*Ausgangstext*.

Eine Verlängerung würde einem Responsible-Disclosure Verfahren entgegen stehen und dem Zweck widersprechen, dass Betroffene und Verantwortliche die Problematik erkennen und handeln können.

In Absprache mit dem CCC Aachen entschied ich mich Kontakt zu Linus Neumann aufzunehmen. Daraus entstand das aktuelle Angebot an den Hersteller. Zum Verständnis der Schwachstellen ist es nicht erforderlich, dass die existierenden Proof-of-Concepts veröffentlicht werden. Daher hatte ich mich entschlossen weitere Details erst am 04. April 2020 im Rahmen des SecCamp Cologne 2020 zu veröffentlichen. Bedingung war jedoch, dass die Sicherheitspatches in den Release Notes [4][5] klar gekennzeichnet werden. Zudem durfte sich der bisher angewendete Patch nicht als unwirksam herausstellen. Die zusätzliche Zeit sollte sicherstellen, dass auch Installationen das Update erhalten können, die nicht durch die Untis GmbH betrieben werden.

*Aufgeführte Einträge*.

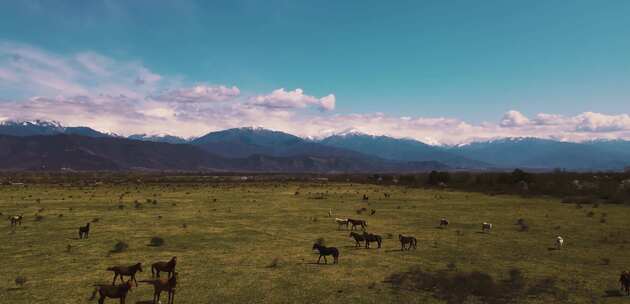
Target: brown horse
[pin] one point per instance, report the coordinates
(16, 219)
(112, 292)
(324, 251)
(624, 280)
(168, 267)
(355, 223)
(372, 238)
(129, 271)
(160, 285)
(358, 238)
(407, 240)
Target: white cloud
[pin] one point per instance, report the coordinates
(199, 93)
(125, 97)
(282, 99)
(514, 119)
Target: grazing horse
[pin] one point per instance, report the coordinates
(341, 222)
(404, 240)
(486, 227)
(624, 280)
(168, 267)
(559, 242)
(358, 238)
(84, 231)
(372, 238)
(355, 223)
(160, 285)
(16, 219)
(112, 292)
(443, 222)
(129, 271)
(324, 251)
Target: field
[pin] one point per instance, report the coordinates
(250, 242)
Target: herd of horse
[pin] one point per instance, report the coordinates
(160, 285)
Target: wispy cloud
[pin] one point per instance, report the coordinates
(126, 97)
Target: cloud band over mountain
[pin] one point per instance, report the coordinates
(126, 97)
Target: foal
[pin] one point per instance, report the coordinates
(372, 238)
(84, 231)
(16, 219)
(129, 271)
(168, 267)
(324, 251)
(404, 240)
(355, 223)
(358, 238)
(113, 292)
(160, 285)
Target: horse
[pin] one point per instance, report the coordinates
(355, 223)
(324, 251)
(559, 242)
(112, 292)
(372, 238)
(358, 238)
(404, 240)
(486, 227)
(168, 267)
(16, 219)
(443, 222)
(160, 285)
(341, 222)
(129, 271)
(84, 231)
(624, 280)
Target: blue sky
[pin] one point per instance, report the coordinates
(465, 60)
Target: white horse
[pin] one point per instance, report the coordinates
(486, 227)
(559, 242)
(341, 222)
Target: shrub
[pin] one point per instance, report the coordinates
(156, 241)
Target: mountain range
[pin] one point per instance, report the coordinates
(42, 145)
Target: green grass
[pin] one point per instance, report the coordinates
(226, 248)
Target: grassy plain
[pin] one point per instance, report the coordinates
(251, 242)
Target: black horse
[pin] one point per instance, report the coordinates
(358, 238)
(324, 251)
(355, 223)
(84, 231)
(407, 240)
(624, 280)
(372, 238)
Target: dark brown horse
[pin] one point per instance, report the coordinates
(358, 238)
(324, 251)
(84, 231)
(16, 219)
(407, 240)
(368, 237)
(355, 223)
(168, 267)
(129, 271)
(112, 292)
(624, 280)
(167, 285)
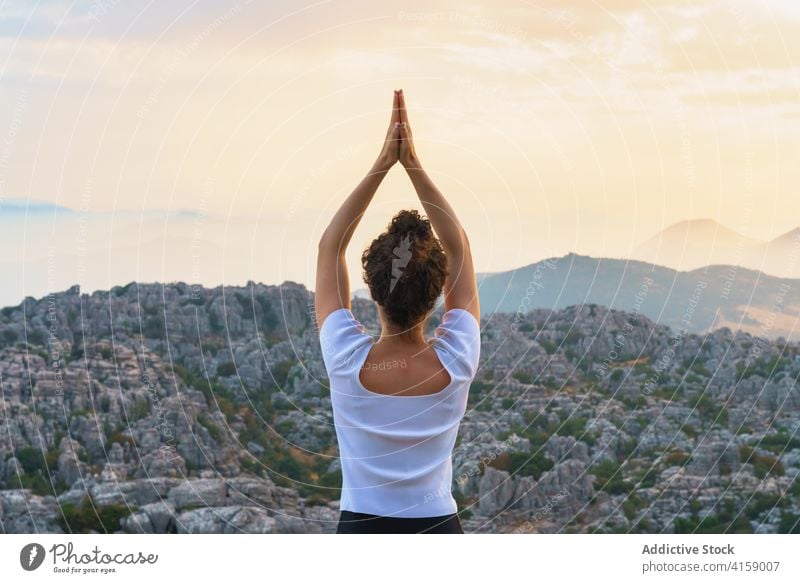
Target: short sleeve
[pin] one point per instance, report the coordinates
(339, 337)
(459, 340)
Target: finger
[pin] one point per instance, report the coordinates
(404, 135)
(403, 112)
(395, 109)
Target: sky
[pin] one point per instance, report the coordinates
(552, 126)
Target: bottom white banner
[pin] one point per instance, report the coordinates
(353, 558)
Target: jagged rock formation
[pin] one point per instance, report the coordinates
(172, 408)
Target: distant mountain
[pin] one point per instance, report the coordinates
(697, 243)
(173, 408)
(688, 245)
(14, 207)
(699, 300)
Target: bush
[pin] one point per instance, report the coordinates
(226, 369)
(525, 464)
(87, 517)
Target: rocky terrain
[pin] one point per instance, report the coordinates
(172, 408)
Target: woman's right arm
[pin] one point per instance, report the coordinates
(460, 288)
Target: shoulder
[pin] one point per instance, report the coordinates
(340, 335)
(458, 339)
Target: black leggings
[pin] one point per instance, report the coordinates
(359, 523)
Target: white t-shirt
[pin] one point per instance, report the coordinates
(396, 450)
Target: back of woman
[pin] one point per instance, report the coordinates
(398, 400)
(396, 449)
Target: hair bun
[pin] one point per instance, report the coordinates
(409, 222)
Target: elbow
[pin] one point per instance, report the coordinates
(329, 243)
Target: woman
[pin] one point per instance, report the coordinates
(398, 401)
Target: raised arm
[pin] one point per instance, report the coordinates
(333, 285)
(460, 288)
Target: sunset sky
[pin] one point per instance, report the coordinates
(552, 125)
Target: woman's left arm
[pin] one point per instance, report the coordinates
(333, 285)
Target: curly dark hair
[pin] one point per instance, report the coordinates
(405, 268)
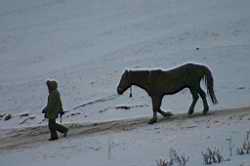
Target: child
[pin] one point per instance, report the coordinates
(53, 108)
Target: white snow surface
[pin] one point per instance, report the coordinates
(87, 44)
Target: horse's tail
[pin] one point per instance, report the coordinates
(209, 81)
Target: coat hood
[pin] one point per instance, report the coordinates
(52, 85)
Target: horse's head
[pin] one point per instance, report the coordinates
(124, 84)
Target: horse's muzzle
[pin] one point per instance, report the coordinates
(119, 91)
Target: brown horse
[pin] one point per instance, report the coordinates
(158, 83)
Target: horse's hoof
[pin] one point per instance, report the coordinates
(168, 114)
(190, 112)
(152, 121)
(205, 111)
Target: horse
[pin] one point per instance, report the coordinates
(158, 83)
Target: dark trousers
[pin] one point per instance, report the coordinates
(53, 127)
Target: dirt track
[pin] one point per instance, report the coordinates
(17, 138)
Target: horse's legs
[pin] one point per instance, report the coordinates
(156, 103)
(195, 98)
(203, 96)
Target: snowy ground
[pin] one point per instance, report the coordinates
(87, 44)
(132, 142)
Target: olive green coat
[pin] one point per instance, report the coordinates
(54, 104)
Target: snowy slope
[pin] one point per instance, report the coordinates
(87, 44)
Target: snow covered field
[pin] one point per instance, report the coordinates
(87, 44)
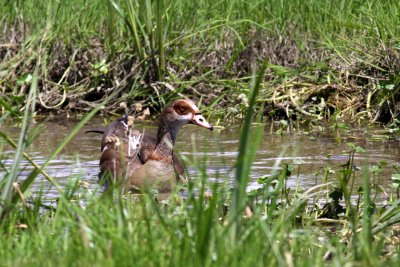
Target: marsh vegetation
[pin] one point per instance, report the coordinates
(326, 64)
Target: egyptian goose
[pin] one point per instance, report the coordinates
(152, 164)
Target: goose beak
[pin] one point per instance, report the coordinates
(199, 120)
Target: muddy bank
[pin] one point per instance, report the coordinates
(303, 80)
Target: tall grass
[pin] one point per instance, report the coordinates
(341, 46)
(229, 227)
(268, 227)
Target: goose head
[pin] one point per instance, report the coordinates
(177, 114)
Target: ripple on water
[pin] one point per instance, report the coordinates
(216, 150)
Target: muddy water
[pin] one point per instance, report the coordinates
(215, 153)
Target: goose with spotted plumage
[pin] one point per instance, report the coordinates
(151, 162)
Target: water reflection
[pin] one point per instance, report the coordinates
(215, 152)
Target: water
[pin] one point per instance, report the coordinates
(215, 153)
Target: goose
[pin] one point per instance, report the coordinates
(139, 161)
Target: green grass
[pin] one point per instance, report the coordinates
(269, 226)
(326, 58)
(334, 59)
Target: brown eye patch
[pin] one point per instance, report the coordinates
(182, 107)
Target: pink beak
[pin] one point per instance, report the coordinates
(199, 120)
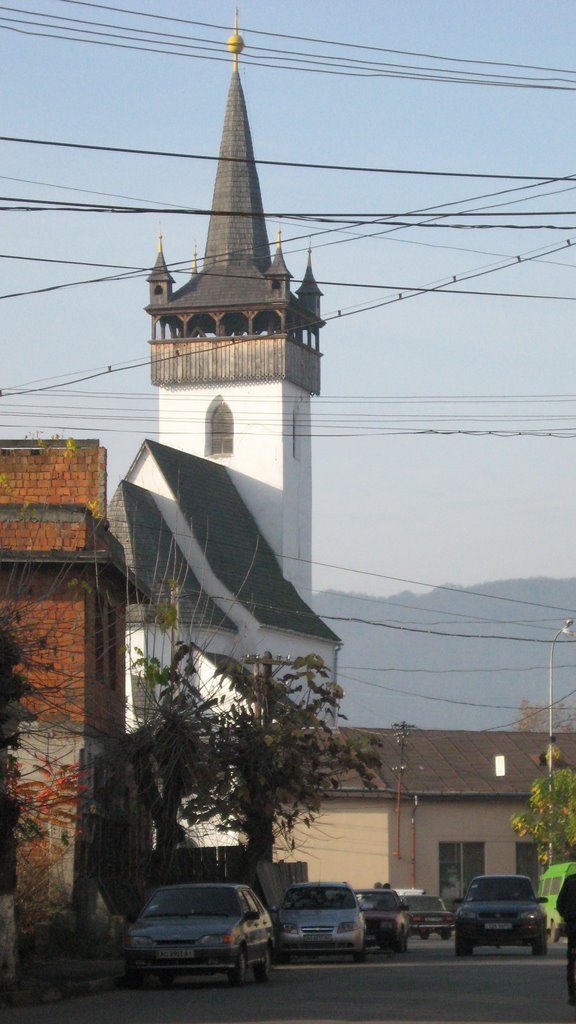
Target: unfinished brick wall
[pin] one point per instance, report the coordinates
(71, 610)
(34, 473)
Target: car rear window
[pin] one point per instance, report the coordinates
(378, 901)
(500, 889)
(319, 898)
(425, 903)
(181, 902)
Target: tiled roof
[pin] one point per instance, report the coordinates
(156, 559)
(235, 549)
(459, 763)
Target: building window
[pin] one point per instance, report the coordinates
(220, 432)
(527, 861)
(458, 863)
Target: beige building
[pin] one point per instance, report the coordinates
(440, 813)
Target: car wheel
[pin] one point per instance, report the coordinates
(462, 948)
(554, 931)
(262, 969)
(237, 976)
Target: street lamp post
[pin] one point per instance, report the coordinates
(551, 738)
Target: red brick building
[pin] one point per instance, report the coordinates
(64, 576)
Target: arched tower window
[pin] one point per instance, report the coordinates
(220, 429)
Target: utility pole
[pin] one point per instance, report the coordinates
(401, 733)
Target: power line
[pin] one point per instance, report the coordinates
(169, 44)
(536, 178)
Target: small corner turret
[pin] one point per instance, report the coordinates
(278, 273)
(160, 280)
(309, 292)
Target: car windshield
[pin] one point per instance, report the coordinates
(378, 900)
(319, 898)
(425, 903)
(500, 889)
(183, 902)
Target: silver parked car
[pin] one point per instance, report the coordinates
(200, 929)
(320, 918)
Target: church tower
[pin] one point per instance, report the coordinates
(236, 356)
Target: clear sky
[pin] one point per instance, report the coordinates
(427, 467)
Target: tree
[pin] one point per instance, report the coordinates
(550, 817)
(13, 688)
(280, 754)
(172, 755)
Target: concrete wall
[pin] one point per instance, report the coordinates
(357, 839)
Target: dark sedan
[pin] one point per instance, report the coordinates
(200, 929)
(387, 922)
(428, 915)
(500, 910)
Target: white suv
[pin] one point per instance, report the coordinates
(317, 919)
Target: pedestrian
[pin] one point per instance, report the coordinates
(566, 905)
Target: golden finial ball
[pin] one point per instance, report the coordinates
(236, 43)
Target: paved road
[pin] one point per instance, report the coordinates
(427, 985)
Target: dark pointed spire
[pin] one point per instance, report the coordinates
(160, 280)
(237, 232)
(278, 267)
(309, 292)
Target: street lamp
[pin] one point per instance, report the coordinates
(551, 738)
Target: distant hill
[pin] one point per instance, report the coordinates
(453, 658)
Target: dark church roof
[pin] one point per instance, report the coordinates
(229, 538)
(157, 560)
(459, 764)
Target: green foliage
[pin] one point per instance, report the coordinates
(171, 754)
(280, 754)
(550, 817)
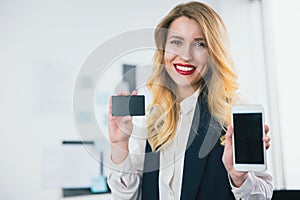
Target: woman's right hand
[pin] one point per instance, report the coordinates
(120, 129)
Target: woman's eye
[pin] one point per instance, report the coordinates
(176, 42)
(200, 44)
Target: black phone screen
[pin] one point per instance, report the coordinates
(128, 105)
(248, 133)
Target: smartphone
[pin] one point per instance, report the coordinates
(133, 105)
(249, 152)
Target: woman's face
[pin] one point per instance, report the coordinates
(185, 57)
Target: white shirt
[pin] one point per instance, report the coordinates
(171, 164)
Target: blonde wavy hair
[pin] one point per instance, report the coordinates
(221, 84)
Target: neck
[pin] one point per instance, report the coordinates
(184, 92)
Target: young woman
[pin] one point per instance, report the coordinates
(193, 87)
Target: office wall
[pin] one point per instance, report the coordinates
(284, 17)
(52, 39)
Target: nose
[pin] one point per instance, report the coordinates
(186, 54)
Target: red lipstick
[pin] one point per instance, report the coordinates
(184, 69)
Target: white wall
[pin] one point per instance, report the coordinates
(61, 35)
(284, 15)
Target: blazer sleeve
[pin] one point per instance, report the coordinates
(124, 179)
(258, 185)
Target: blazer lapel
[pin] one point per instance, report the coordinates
(197, 150)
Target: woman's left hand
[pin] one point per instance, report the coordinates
(237, 177)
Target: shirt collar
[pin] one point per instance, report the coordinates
(189, 103)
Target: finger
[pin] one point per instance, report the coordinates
(134, 92)
(228, 135)
(267, 129)
(126, 119)
(266, 139)
(110, 107)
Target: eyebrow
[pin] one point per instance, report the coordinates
(182, 38)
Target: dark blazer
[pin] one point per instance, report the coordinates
(204, 175)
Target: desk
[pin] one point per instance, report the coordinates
(90, 197)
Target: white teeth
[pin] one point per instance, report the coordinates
(184, 68)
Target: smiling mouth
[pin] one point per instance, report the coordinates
(184, 69)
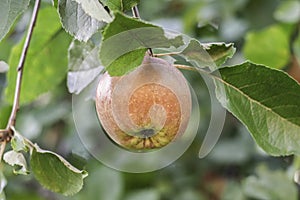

*Aufgabenliste*.
1 – Zähle, in wie vielen Zeilen der Einträge das Wort „building“ vorkommt, und nenne nur diese Zahl. Groß- und Kleinschreibung wird dabei beachtet.
2 – Schreibe den Ausgangstext über die Veröffentlichung der Sicherheitslücken bei der Untis GmbH im Anschluss an seinen letzten Satz weiter.

*Die Antworten*.
1 – 3

2 –
Unbehobene Schwachstellen

Zum Zeitpunkt der Veröffentlichung existierte eine gemeldete, aber nicht behobene Schwachstelle. Betroffen waren die ebenfalls gemeldeten Probleme in der Anhangsfunktion privater Nachrichten. Bei Untis zeigte man sich darüber überrascht. Man habe die Funktion überprüft und sei dort zu dem Schluss gekommen, dass es dort kein XSS Problem gebe. Zudem warf man mir vor, damit gegen das Responsible Disclosure Verfahren zu verstoßen. Offenkundig hatte man die ergänzend gemeldeten Schwachstellen übersehen oder konnte sie nicht nachvollziehen. Daher wurden mir zunächst Vorwürfe entgegengebracht, ich hätte die Schwachstelle nicht gemeldet. In der Nacht vom 11.03.2020 auf den 12.03.2020 wurde diese Schwachstelle mit der Version 2020.9.10 ebenfalls behoben.

Die Firstverlängerung wurde damit obsolet. Ich entschied mich dennoch dafür, jegliche Proof-of-Concepts bis zum 22.03.2020 unveröffentlicht zu lassen.

Drohungen

Die Untis GmbH wollte die Veröffentlichung über die Schwachstelle in der bisher unveröffentlichten UI weiterhin verhindern. Man drohte mir damit, dass man nun weitere Schritte prüfen werde, da die Teilveröffentlichung zu diesem Zeitpunkt bereits erfolgt war.

Zudem könne die Veröffentlichung unveröffentlichten Materials einen “Copyright-Verstoß (sic!) darstellen”. In einer E-Mail an die Untis GmbH legte ich am 11.03.2020 umfassend dar, warum ich in diesem Punkt nicht zustimmte. Die vollständige Nachricht habe ich hier veröffentlicht.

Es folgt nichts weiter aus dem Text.